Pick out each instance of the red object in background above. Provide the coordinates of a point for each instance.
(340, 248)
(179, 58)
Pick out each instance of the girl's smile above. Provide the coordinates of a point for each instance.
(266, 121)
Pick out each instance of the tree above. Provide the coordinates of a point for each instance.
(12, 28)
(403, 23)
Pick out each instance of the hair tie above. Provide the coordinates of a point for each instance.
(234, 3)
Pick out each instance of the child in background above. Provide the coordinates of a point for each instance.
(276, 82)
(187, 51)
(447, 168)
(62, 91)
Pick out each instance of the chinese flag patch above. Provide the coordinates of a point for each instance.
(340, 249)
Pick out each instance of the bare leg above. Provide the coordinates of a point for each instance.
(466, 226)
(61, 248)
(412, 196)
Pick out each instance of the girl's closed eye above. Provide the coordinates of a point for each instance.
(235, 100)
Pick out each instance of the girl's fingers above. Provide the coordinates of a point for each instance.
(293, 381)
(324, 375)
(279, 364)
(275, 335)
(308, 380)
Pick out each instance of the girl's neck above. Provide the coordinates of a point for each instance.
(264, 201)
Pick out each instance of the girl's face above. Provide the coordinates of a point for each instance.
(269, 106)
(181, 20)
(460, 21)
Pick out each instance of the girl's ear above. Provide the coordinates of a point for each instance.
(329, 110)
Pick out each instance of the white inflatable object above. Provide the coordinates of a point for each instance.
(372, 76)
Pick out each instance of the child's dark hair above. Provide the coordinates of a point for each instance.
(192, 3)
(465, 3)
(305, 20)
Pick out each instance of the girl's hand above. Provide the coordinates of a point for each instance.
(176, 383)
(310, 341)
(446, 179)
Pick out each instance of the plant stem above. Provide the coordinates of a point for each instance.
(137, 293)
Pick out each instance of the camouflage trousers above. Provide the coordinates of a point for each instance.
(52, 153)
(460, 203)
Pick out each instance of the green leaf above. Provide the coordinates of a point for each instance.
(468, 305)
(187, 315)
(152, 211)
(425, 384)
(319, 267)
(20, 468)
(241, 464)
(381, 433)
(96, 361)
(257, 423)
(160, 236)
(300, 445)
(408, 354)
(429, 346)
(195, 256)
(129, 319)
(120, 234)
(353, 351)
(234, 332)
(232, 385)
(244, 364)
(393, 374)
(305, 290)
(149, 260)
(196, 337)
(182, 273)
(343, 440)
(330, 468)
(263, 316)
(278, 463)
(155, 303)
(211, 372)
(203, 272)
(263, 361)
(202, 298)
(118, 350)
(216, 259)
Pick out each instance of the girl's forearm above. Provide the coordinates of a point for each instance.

-=-=-

Task to complete
Rewrite all the entries above as a numbered list, leaving out any blank lines.

Reply
1. Pick out each instance of the red object in background above. Provide the coordinates of a point for each instance.
2. (340, 248)
3. (179, 58)
4. Pick out each instance of the girl's smile above. Provide the coordinates of a point for each instance.
5. (266, 121)
6. Pick out each instance of the tree above. Provide the coordinates of a point for each instance.
7. (12, 28)
8. (403, 23)
9. Pick out each instance of the hair tie above. Provide the coordinates of a point for each instance.
10. (234, 3)
11. Pick out each instance of the child in background above. Provide the coordinates of a point for each instance.
12. (276, 82)
13. (187, 51)
14. (447, 168)
15. (62, 91)
16. Pick out each instance of the chinese flag patch above. Provide the coordinates of a point for each instance.
17. (340, 249)
18. Pick out each instance of the bare leg above. Provide the coordinates of a point for each instance.
19. (466, 226)
20. (61, 248)
21. (412, 196)
22. Pick out each instance of the girl's closed eye above. Provide the coordinates of a point for each instance.
23. (235, 100)
24. Pick out each instance of the girl's fingers above. Provide the coordinates of a point for each instance.
25. (293, 381)
26. (324, 375)
27. (279, 364)
28. (275, 335)
29. (308, 380)
30. Pick out each instance of the girl's neck above. Provide the coordinates of a point for each instance.
31. (264, 201)
32. Pick out each instance of the girl's face above. Provide the coordinates of a point for each instance.
33. (269, 106)
34. (181, 20)
35. (460, 21)
36. Pick out each instance of the girl's ear above. Provide the coordinates of a point for each instance.
37. (329, 110)
38. Pick out each instance of the white inflatable object above. Provide the coordinates of a point for each instance.
39. (372, 76)
40. Pick out each instance of the child's dark hair above. Provide the coordinates of a point for each instance.
41. (192, 3)
42. (465, 3)
43. (305, 20)
44. Pick out each instance of the girl's hand above. Provide the coordinates of a point for each instance.
45. (176, 383)
46. (310, 341)
47. (446, 179)
48. Pick out each instance of the plant stem above. Provide the coordinates of a point for each instance.
49. (137, 293)
50. Pick out each instance of the camouflage trousers above. Provide the coordinates of a point for each instance.
51. (52, 153)
52. (460, 203)
53. Pick out each instance of the green leaf above. Provide the coordinates of a point for each instance.
54. (468, 305)
55. (187, 315)
56. (152, 211)
57. (425, 384)
58. (319, 267)
59. (20, 468)
60. (241, 464)
61. (381, 433)
62. (96, 361)
63. (257, 423)
64. (160, 236)
65. (300, 445)
66. (408, 354)
67. (429, 346)
68. (195, 256)
69. (129, 319)
70. (120, 234)
71. (353, 351)
72. (234, 332)
73. (232, 385)
74. (244, 364)
75. (393, 374)
76. (305, 290)
77. (149, 260)
78. (196, 337)
79. (182, 273)
80. (343, 440)
81. (330, 468)
82. (263, 316)
83. (278, 463)
84. (155, 303)
85. (211, 372)
86. (203, 272)
87. (263, 361)
88. (202, 298)
89. (118, 350)
90. (216, 259)
91. Pick out each instance of the girl's forearm above. Provide the coordinates of a point for each instance.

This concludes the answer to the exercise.